* [What the task requires] Please edit the records below so that each "field-survey log" becomes "site inspection log", leaving all other text unchanged and omitting the pictures.

* [Extracted material]

──────────

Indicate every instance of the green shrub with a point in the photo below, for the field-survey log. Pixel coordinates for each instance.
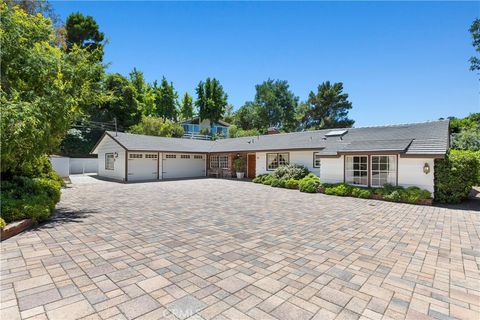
(358, 192)
(340, 189)
(24, 197)
(455, 176)
(290, 171)
(291, 184)
(259, 178)
(267, 180)
(310, 183)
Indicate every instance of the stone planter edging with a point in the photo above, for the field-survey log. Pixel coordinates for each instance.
(15, 228)
(424, 202)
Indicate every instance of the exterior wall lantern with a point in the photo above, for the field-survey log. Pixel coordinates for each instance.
(426, 168)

──────────

* [Written solution]
Indicate every instance of the green shrub with a point in the photo below, for the site inspection log. Pixel coordinates for each instance.
(358, 192)
(340, 189)
(24, 197)
(455, 176)
(290, 171)
(291, 184)
(259, 178)
(267, 180)
(310, 183)
Indicate every instance of the stone planter edging with a point in the photo above, for the site inspection log. Pixel coordinates for each instance.
(15, 228)
(424, 202)
Indicate every instance of the exterior wall lantern with a point in the photo above, for the site inspection log. Pixel coordinates for each instance.
(426, 168)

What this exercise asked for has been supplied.